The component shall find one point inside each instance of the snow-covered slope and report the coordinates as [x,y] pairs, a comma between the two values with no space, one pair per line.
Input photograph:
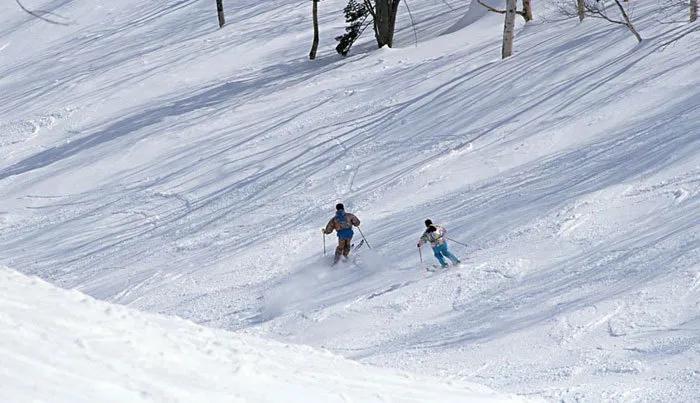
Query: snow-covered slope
[63,346]
[152,160]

━━━━━━━━━━━━━━━━━━━━━━━━━━━━━━

Copy out the records above with "snow-covered slope" switched to "snowy hillside" each time it occurs, changing nothing else. Leave the pictures out.

The component shall find one point inside each instance of the snowy hillside and report the coordinates as [x,y] pairs, a comma between the two values with no space, one pair per line.
Input photograph:
Query: snowy hillside
[63,346]
[152,160]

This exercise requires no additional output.